RECORDS FOR THIS TASK:
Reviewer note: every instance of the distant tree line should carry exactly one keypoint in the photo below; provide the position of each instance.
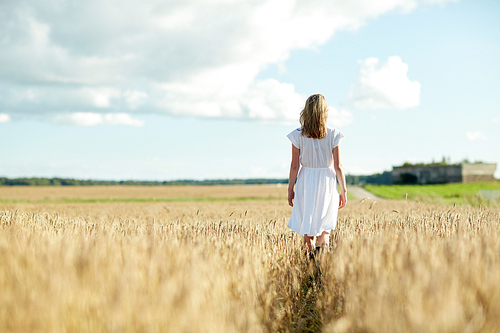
(383, 178)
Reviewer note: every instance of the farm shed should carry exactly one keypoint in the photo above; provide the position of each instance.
(436, 174)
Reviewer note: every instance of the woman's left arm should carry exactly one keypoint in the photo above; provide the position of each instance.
(294, 170)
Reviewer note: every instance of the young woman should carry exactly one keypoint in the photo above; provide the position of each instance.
(316, 152)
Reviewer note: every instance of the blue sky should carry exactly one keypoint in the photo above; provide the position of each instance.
(209, 89)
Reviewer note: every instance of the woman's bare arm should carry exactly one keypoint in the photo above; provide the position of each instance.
(294, 170)
(339, 170)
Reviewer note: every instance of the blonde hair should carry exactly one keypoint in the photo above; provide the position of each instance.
(314, 116)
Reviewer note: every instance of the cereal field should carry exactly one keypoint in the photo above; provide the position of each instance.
(220, 259)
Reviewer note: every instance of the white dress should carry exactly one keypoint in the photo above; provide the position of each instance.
(316, 201)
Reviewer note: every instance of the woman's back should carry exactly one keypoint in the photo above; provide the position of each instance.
(316, 153)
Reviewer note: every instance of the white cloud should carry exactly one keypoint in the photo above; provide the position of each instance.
(340, 118)
(4, 118)
(179, 57)
(384, 85)
(476, 136)
(92, 119)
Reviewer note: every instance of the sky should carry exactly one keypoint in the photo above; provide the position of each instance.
(209, 89)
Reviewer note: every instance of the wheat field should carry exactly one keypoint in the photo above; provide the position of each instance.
(220, 259)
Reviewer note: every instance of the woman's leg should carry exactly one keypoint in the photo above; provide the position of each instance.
(324, 239)
(309, 241)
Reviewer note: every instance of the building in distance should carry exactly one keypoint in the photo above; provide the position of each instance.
(439, 173)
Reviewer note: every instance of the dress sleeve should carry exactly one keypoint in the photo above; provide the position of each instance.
(294, 138)
(337, 136)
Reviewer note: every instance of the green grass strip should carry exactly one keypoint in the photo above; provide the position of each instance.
(125, 200)
(463, 193)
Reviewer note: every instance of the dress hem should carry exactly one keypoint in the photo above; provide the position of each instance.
(327, 230)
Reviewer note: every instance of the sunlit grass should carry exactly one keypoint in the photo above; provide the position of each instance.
(234, 266)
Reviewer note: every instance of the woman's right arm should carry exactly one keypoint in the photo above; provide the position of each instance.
(339, 171)
(294, 170)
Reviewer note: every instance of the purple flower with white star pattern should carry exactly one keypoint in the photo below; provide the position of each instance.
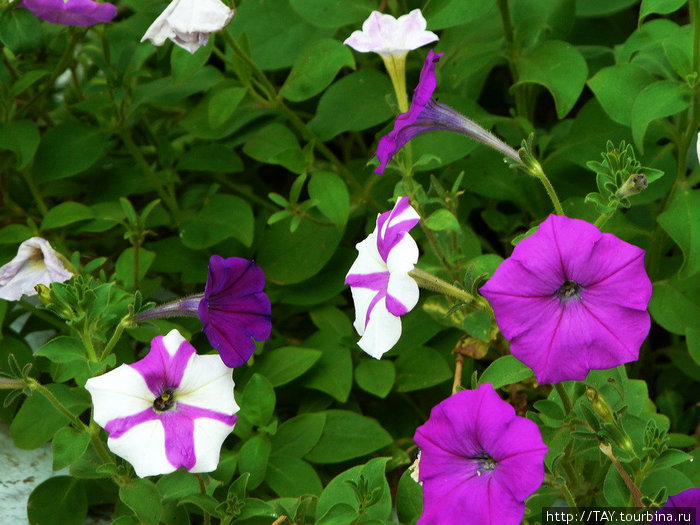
(571, 299)
(171, 409)
(479, 461)
(381, 287)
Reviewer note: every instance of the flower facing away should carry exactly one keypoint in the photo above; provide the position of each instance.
(233, 309)
(479, 461)
(386, 35)
(188, 23)
(381, 287)
(171, 409)
(71, 12)
(36, 263)
(571, 299)
(426, 114)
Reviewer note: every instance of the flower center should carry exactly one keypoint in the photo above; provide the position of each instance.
(569, 290)
(165, 401)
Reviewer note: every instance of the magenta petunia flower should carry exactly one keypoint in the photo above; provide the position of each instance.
(381, 287)
(426, 114)
(571, 299)
(233, 309)
(679, 508)
(72, 12)
(479, 461)
(171, 409)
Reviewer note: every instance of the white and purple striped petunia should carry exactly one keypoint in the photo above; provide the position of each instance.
(171, 409)
(381, 287)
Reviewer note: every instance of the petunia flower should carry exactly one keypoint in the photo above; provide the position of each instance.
(171, 409)
(233, 308)
(71, 12)
(385, 35)
(571, 299)
(188, 23)
(679, 507)
(426, 114)
(381, 287)
(36, 263)
(479, 461)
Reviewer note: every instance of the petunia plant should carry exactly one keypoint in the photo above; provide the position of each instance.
(309, 262)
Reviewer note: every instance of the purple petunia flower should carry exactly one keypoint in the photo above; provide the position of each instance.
(571, 299)
(426, 114)
(72, 12)
(381, 287)
(479, 461)
(171, 409)
(233, 308)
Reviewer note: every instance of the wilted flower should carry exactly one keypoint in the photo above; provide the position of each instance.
(36, 263)
(381, 287)
(171, 409)
(386, 35)
(479, 461)
(571, 299)
(426, 114)
(71, 12)
(233, 308)
(188, 23)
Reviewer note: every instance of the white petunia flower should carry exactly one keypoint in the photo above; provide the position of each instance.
(381, 287)
(171, 409)
(188, 23)
(387, 36)
(36, 263)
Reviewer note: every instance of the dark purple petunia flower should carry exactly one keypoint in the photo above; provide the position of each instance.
(72, 12)
(479, 461)
(426, 114)
(571, 299)
(233, 309)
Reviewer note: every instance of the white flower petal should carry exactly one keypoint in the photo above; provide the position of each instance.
(119, 393)
(144, 447)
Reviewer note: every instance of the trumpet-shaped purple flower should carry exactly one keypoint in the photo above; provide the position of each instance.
(72, 12)
(233, 309)
(171, 409)
(36, 263)
(426, 114)
(571, 299)
(381, 287)
(479, 461)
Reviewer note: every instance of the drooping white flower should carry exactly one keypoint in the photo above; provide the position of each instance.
(171, 409)
(188, 23)
(36, 263)
(386, 35)
(381, 287)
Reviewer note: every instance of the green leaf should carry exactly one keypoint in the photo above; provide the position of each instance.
(658, 100)
(504, 371)
(375, 377)
(292, 477)
(66, 213)
(331, 194)
(616, 88)
(142, 496)
(298, 435)
(58, 501)
(67, 446)
(681, 220)
(559, 67)
(56, 157)
(63, 349)
(354, 103)
(282, 365)
(348, 435)
(315, 69)
(222, 217)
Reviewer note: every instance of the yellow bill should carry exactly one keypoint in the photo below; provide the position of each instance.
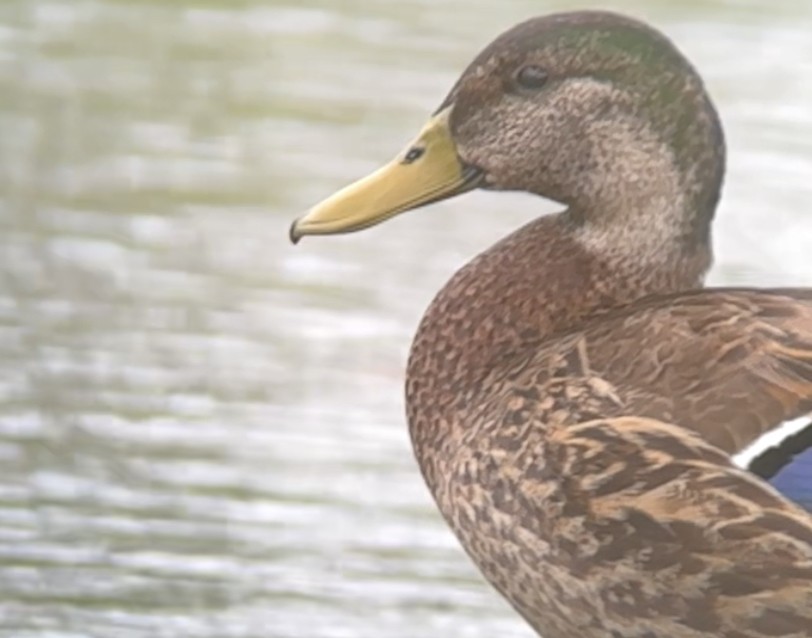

EXERCISE TASK:
Format every line above as a Markdown table with the columns Row and Line, numbering each row and skipping blank lines. Leave the pictures out.

EXERCISE SOLUTION:
| Row | Line |
|---|---|
| 1 | Reviewer note: every instance of the distant tree line should carry exactly one keypoint in the photo below; provide the position of each instance. |
| 2 | (383, 178) |
| 3 | Reviewer note: every instance of the farm shed should carry exactly one keypoint in the photo above; provide the position of each instance. |
| 4 | (436, 174) |
| 5 | Reviewer note: every instance of the woman's left arm should carry exactly one keypoint in the photo above; provide the position of each instance. |
| 6 | (294, 170) |
| 7 | Reviewer note: every instance of the young woman should carry exactly one keypoint in the photo above; provide the position of each instance. |
| 8 | (316, 152) |
| 9 | Reviewer note: every instance of the blue sky should carry exactly one keypoint in the photo above; provide the position of each instance. |
| 10 | (209, 89) |
| 11 | Reviewer note: every instance of the woman's bare arm should carry exactly one keypoint in the photo above; provide the position of each instance. |
| 12 | (294, 170) |
| 13 | (339, 170) |
| 14 | Reviewer note: every instance of the blonde hair should carry exactly one keypoint in the photo above; provide the position of each instance. |
| 15 | (314, 116) |
| 16 | Reviewer note: every instance of the cereal field should carry exactly one keypoint in the photo above; provide the position of each instance. |
| 17 | (220, 259) |
| 18 | Reviewer note: every instance of the white dress should carry exactly one keypoint in the photo above; provide the position of each instance. |
| 19 | (316, 201) |
| 20 | Reviewer note: every instance of the woman's back should carry exactly one keypoint in the photo above; provide the position of each instance. |
| 21 | (316, 153) |
| 22 | Reviewer note: every instance of the white cloud should carry exactly one keypoint in the photo above; provide the position of each instance. |
| 23 | (340, 118) |
| 24 | (4, 118) |
| 25 | (179, 57) |
| 26 | (384, 85) |
| 27 | (476, 136) |
| 28 | (92, 119) |
| 29 | Reviewer note: every instance of the sky should carry exactly one keypoint in the photo above; provide the position of each instance. |
| 30 | (209, 89) |
| 31 | Reviewer note: every instance of the wheat field should carry exactly one keypoint in the photo above; provide the position of each instance. |
| 32 | (220, 259) |
| 33 | Reviewer note: every instance of the woman's leg should carry exactly one keypoint in the photo above; provide the position of each instance. |
| 34 | (324, 239) |
| 35 | (309, 241) |
| 36 | Reviewer note: every instance of the building in distance should carry exactly one keypoint in the photo above; provide the position of each instance. |
| 37 | (439, 173) |
| 38 | Reviewer note: every instance of the dress sleeve should carry exactly one keypoint in the photo above; provide the position of each instance. |
| 39 | (294, 138) |
| 40 | (337, 136) |
| 41 | Reviewer note: every instance of the green grass strip should carry exactly one keypoint in the photo above; provide the position of each instance. |
| 42 | (125, 200) |
| 43 | (463, 193) |
| 44 | Reviewer note: every instance of the dress hem should carry exactly one keypoint in the photo above; provide the position of each instance. |
| 45 | (327, 230) |
| 46 | Reviewer note: every instance of the sunlit grass should carry exactly one keypoint in the photo above; provide the position of each instance. |
| 47 | (234, 266) |
| 48 | Reviewer note: every instance of the woman's right arm should carry exactly one keypoint in the photo above; provide the position of each instance. |
| 49 | (339, 171) |
| 50 | (294, 170) |
| 51 | Reviewer note: every instance of the purple flower with white star pattern should carry exactly one keypoint in the photo below; provide the position of each instance. |
| 52 | (571, 299) |
| 53 | (171, 409) |
| 54 | (479, 461) |
| 55 | (381, 287) |
| 56 | Reviewer note: every instance of the flower facing away should carry exactly one keypoint in the photo above; provide the position of each instance. |
| 57 | (233, 309) |
| 58 | (479, 461) |
| 59 | (386, 35) |
| 60 | (188, 23) |
| 61 | (381, 287) |
| 62 | (171, 409) |
| 63 | (71, 12) |
| 64 | (36, 263) |
| 65 | (571, 299) |
| 66 | (426, 114) |
| 67 | Reviewer note: every instance of the flower center should carry exactly one keypoint in the photo above; provide the position of each instance. |
| 68 | (569, 290) |
| 69 | (165, 401) |
| 70 | Reviewer note: every instance of the magenta petunia flower should carry exactly one keypoint in the photo above; provide the position of each instance. |
| 71 | (381, 287) |
| 72 | (426, 114) |
| 73 | (571, 299) |
| 74 | (233, 309) |
| 75 | (679, 508) |
| 76 | (72, 12) |
| 77 | (479, 461) |
| 78 | (171, 409) |
| 79 | Reviewer note: every instance of the white and purple striped petunia should carry exactly one keypoint in the photo above; provide the position of each instance. |
| 80 | (171, 409) |
| 81 | (381, 287) |
| 82 | Reviewer note: every instance of the petunia flower should carry exactly one keypoint in the photo above; provide the position of each instance. |
| 83 | (171, 409) |
| 84 | (233, 308) |
| 85 | (71, 12) |
| 86 | (385, 35) |
| 87 | (571, 299) |
| 88 | (188, 23) |
| 89 | (679, 507) |
| 90 | (426, 114) |
| 91 | (381, 287) |
| 92 | (36, 263) |
| 93 | (479, 461) |
| 94 | Reviewer note: every instance of the petunia plant should carry exactly one keypoint in the photo above; provide the position of each instance. |
| 95 | (309, 262) |
| 96 | Reviewer note: every instance of the purple petunia flower should carry exactly one keypoint in the photo above; provide the position of each instance. |
| 97 | (571, 299) |
| 98 | (426, 114) |
| 99 | (72, 12) |
| 100 | (381, 287) |
| 101 | (479, 461) |
| 102 | (171, 409) |
| 103 | (233, 308) |
| 104 | Reviewer note: every instance of the wilted flower should carry exactly one keypoint in the photo above; provide the position of each instance. |
| 105 | (36, 263) |
| 106 | (381, 287) |
| 107 | (171, 409) |
| 108 | (386, 35) |
| 109 | (479, 461) |
| 110 | (571, 299) |
| 111 | (426, 114) |
| 112 | (71, 12) |
| 113 | (233, 308) |
| 114 | (188, 23) |
| 115 | Reviewer note: every instance of the white petunia flower should carry exactly one keypoint in the photo above; provide the position of each instance. |
| 116 | (381, 287) |
| 117 | (171, 409) |
| 118 | (188, 23) |
| 119 | (387, 36) |
| 120 | (36, 263) |
| 121 | Reviewer note: every instance of the dark purple petunia flower should carry exactly one keypoint in the photo above; provide the position of each instance. |
| 122 | (72, 12) |
| 123 | (479, 461) |
| 124 | (426, 114) |
| 125 | (571, 299) |
| 126 | (233, 309) |
| 127 | Reviewer note: every instance of the white flower petal should carry exactly one keypoint in the photo above; provide the position of each instance. |
| 128 | (119, 393) |
| 129 | (144, 447) |
| 130 | Reviewer note: every instance of the trumpet-shaped purple flower should carry exactly one keypoint in the photo above; provide the position of each instance. |
| 131 | (72, 12) |
| 132 | (233, 309) |
| 133 | (171, 409) |
| 134 | (36, 263) |
| 135 | (426, 114) |
| 136 | (571, 299) |
| 137 | (381, 287) |
| 138 | (479, 461) |
| 139 | Reviewer note: every instance of the drooping white flower should carry exactly one keypoint in the photo above; provide the position of each instance. |
| 140 | (171, 409) |
| 141 | (188, 23) |
| 142 | (36, 263) |
| 143 | (386, 35) |
| 144 | (381, 287) |
| 145 | Reviewer note: every instance of the green leaf should carry exactly one keypoint in the photo above; provide the position of each instance. |
| 146 | (658, 100) |
| 147 | (504, 371) |
| 148 | (375, 377) |
| 149 | (292, 477) |
| 150 | (66, 213) |
| 151 | (331, 194) |
| 152 | (616, 88) |
| 153 | (142, 496) |
| 154 | (298, 435) |
| 155 | (58, 501) |
| 156 | (67, 446) |
| 157 | (681, 220) |
| 158 | (559, 67) |
| 159 | (56, 157) |
| 160 | (63, 349) |
| 161 | (354, 103) |
| 162 | (282, 365) |
| 163 | (348, 435) |
| 164 | (315, 69) |
| 165 | (222, 217) |
| 166 | Reviewer note: every instance of the yellow bill should carry exactly one keypoint in the photo below; provide the position of each instance. |